(Entries taken from a collection)
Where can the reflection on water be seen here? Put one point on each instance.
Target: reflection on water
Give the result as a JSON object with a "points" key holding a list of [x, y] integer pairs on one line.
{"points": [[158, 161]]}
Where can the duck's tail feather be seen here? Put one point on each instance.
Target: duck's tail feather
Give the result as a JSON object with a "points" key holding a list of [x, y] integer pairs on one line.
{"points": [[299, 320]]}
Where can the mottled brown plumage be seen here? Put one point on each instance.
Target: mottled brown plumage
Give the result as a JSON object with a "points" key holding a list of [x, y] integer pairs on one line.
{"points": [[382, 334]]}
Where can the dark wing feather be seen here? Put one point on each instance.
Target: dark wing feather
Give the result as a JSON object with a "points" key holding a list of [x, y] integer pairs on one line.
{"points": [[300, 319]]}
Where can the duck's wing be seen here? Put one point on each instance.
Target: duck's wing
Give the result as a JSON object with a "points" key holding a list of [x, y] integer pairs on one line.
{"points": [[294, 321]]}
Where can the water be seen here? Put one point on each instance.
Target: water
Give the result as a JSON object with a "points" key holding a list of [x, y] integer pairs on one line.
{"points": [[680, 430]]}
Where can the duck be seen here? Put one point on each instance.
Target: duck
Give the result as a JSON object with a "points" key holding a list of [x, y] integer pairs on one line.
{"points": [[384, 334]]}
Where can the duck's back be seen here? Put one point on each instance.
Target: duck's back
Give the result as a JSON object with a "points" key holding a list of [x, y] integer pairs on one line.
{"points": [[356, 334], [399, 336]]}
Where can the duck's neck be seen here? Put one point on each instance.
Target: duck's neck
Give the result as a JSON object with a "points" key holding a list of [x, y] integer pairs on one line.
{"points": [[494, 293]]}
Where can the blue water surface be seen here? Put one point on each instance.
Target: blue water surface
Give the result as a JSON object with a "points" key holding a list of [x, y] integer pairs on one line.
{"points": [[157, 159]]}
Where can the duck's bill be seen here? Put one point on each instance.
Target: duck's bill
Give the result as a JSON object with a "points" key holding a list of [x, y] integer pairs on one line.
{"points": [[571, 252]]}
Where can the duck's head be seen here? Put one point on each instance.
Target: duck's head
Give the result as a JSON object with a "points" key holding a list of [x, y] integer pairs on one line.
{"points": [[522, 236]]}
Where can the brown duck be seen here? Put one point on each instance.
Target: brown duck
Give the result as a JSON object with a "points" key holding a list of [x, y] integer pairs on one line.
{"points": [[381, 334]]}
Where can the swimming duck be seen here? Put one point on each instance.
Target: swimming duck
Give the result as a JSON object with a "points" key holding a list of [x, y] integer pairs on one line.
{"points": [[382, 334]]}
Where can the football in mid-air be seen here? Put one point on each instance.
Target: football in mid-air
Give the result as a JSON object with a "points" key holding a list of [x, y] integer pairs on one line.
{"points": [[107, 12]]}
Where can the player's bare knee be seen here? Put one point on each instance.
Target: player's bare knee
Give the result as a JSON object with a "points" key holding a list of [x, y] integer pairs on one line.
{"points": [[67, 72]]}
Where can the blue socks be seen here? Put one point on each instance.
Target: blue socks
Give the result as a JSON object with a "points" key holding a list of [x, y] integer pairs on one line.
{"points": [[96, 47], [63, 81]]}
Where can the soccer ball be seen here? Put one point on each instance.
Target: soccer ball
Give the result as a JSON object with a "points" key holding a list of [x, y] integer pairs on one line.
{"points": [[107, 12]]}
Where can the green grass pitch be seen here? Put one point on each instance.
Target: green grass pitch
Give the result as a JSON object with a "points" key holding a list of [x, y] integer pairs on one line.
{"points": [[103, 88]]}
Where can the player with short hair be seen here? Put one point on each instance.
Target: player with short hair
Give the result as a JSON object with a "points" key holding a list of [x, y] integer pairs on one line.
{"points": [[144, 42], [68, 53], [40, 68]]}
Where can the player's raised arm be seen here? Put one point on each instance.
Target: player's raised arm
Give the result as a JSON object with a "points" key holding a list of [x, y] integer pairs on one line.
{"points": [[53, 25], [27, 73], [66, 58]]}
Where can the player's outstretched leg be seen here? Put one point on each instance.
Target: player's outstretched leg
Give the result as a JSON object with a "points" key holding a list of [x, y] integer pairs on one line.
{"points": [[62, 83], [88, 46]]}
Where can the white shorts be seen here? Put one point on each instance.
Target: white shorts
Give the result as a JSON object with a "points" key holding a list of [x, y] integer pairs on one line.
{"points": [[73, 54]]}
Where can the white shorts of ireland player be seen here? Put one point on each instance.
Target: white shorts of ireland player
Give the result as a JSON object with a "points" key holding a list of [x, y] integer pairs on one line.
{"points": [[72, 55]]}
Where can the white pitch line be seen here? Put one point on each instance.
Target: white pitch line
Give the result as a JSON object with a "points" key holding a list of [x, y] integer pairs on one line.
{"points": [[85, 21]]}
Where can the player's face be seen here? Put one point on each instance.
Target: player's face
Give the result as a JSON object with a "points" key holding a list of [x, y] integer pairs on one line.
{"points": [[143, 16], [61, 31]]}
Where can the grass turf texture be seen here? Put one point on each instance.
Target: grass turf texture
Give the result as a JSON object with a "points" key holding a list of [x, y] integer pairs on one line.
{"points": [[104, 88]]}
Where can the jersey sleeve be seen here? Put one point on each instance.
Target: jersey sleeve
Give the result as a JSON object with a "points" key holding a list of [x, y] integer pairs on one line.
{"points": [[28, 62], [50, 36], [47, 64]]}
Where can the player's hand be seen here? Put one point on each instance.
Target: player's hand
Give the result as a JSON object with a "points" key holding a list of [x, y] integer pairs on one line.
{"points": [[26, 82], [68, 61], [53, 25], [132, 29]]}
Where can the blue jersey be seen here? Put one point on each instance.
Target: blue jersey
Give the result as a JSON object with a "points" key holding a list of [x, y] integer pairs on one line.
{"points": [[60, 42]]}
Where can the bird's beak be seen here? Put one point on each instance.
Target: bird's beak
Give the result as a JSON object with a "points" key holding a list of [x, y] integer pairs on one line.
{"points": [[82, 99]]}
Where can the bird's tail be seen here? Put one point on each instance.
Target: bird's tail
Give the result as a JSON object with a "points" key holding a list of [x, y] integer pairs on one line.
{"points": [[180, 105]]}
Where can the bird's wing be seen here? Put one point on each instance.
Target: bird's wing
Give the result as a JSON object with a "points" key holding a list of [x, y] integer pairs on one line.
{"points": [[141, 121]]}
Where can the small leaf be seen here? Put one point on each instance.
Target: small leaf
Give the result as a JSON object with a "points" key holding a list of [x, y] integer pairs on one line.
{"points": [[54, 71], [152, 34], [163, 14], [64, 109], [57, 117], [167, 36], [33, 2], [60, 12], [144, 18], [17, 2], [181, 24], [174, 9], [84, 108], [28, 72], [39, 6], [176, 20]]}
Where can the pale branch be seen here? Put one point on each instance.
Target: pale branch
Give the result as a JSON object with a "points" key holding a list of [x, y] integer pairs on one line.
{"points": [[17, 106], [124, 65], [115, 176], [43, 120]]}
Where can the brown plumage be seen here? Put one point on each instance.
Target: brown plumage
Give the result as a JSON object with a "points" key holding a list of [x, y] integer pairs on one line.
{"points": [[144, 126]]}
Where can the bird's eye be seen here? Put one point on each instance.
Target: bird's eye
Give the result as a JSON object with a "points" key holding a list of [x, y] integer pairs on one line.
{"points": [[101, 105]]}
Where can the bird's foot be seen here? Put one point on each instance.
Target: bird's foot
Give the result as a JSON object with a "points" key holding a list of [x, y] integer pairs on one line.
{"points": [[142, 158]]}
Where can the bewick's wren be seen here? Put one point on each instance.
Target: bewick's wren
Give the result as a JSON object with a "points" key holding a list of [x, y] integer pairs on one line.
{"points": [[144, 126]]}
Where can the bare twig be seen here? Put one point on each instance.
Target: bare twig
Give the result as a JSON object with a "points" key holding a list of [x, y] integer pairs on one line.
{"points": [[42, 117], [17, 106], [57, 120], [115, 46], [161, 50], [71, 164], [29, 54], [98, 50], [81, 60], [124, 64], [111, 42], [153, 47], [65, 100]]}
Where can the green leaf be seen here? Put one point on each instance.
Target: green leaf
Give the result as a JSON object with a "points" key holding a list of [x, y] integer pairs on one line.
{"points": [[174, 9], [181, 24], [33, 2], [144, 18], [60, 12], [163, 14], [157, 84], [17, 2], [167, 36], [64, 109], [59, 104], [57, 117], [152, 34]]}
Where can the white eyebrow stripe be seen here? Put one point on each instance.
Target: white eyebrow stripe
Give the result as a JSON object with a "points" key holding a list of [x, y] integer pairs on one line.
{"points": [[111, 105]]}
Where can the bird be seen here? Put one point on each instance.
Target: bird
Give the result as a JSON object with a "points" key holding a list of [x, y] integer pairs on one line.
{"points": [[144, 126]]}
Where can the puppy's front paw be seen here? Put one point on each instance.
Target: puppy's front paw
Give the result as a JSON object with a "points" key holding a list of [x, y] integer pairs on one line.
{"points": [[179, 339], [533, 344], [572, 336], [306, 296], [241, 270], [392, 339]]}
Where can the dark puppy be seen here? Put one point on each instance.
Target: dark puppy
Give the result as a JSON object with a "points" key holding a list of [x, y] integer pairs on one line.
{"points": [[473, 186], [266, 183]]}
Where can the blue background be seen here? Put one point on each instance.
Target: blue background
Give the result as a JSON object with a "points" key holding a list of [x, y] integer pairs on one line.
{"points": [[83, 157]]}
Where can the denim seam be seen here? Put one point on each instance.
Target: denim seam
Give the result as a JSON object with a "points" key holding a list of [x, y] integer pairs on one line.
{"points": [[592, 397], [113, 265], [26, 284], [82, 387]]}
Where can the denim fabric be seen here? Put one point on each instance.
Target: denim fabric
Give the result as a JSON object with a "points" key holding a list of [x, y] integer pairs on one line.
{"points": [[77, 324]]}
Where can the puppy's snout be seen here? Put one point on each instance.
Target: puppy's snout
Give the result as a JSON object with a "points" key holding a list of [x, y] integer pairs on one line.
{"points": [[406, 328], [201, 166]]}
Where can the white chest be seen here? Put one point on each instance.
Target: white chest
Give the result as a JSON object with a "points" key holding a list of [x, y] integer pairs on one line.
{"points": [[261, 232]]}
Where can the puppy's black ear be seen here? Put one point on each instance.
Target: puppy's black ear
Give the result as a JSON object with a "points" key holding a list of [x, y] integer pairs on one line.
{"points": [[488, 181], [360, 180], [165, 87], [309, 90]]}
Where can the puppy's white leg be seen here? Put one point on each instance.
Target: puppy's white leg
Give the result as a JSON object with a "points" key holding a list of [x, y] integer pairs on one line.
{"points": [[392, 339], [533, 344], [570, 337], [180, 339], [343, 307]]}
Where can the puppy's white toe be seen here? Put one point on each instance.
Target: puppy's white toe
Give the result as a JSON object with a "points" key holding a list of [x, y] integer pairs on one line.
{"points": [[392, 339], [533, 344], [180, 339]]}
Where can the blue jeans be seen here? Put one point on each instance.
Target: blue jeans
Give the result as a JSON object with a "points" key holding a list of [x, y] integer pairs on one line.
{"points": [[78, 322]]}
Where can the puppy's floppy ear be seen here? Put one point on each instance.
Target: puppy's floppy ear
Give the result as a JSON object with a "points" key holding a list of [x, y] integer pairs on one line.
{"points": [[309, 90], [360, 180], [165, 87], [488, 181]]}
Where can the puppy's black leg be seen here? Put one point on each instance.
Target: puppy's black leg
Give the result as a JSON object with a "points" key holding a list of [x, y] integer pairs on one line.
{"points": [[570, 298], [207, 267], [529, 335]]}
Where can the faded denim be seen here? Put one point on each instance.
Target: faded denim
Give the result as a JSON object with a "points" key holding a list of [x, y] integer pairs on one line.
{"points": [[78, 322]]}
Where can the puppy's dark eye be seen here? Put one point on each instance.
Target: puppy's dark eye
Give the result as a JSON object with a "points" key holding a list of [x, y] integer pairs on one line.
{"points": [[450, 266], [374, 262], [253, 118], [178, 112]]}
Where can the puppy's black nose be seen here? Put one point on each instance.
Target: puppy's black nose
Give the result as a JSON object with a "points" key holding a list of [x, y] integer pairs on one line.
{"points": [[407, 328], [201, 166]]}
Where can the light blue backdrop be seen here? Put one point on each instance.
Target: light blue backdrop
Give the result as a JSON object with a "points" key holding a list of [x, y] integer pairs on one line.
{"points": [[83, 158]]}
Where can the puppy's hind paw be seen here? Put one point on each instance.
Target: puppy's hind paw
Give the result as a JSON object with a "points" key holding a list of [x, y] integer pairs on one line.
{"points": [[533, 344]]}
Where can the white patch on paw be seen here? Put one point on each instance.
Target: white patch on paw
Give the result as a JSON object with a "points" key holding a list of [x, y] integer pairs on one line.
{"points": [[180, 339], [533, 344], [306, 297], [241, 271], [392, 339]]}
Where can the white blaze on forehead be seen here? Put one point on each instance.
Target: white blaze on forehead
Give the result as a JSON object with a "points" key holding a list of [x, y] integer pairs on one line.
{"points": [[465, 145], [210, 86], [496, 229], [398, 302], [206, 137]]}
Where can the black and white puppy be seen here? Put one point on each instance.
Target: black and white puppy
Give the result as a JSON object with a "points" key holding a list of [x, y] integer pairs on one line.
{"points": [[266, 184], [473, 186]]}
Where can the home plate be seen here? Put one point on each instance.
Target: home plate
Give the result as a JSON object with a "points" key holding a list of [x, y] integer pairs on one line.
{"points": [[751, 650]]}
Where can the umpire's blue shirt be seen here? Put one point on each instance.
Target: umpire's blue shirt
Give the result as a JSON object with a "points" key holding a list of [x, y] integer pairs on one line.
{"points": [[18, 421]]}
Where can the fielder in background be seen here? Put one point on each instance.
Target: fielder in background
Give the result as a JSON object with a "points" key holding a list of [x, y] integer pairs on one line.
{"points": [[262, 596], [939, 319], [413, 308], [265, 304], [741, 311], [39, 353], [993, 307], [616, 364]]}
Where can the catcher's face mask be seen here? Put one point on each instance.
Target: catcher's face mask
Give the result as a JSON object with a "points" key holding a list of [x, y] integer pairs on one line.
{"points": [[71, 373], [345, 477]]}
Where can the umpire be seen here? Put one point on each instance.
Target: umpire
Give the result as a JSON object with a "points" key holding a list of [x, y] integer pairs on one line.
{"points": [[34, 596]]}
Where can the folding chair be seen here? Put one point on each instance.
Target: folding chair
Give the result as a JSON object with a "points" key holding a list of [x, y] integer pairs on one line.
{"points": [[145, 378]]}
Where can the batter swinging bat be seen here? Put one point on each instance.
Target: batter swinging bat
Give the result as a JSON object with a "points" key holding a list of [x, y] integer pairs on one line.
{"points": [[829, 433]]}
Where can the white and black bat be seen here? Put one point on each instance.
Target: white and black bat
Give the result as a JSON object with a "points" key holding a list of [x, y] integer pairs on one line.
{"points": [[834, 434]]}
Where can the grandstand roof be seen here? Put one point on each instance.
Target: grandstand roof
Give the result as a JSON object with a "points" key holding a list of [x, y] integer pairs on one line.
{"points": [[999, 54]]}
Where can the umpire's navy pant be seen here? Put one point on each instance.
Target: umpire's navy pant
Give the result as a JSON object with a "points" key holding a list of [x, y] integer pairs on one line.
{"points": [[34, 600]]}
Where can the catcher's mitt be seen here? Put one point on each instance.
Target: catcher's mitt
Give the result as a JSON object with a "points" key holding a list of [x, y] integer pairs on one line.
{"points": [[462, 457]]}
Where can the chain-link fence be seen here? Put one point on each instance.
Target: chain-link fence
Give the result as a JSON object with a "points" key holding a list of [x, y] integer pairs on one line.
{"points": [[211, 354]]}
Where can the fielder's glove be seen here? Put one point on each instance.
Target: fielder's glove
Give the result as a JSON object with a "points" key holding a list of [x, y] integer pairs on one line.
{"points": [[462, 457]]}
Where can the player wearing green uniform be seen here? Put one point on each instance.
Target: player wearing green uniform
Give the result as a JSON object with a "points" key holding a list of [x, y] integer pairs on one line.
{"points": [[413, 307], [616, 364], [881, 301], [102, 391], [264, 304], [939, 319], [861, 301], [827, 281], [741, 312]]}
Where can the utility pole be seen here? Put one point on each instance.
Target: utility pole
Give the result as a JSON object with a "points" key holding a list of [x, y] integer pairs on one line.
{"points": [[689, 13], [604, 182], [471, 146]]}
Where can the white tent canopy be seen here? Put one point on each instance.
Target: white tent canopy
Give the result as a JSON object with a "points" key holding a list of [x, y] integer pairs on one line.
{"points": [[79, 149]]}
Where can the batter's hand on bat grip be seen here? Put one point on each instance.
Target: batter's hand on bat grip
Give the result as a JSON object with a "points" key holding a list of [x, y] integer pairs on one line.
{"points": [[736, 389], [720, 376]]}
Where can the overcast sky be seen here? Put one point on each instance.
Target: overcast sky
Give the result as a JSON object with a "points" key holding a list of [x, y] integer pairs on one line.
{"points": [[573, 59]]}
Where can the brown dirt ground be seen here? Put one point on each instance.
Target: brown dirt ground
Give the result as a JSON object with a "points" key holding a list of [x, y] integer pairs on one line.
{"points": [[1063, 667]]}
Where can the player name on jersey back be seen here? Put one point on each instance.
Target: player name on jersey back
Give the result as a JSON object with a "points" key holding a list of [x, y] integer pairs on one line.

ACTION ITEM: Show all lines above that contain "shorts".

SOLUTION TO THIS PROBLEM:
Where can the white shorts be seen here? Put one point on each instance.
Target: white shorts
Where can the white shorts of ireland player be seen here? Put one point on each instance.
Target: white shorts of ireland player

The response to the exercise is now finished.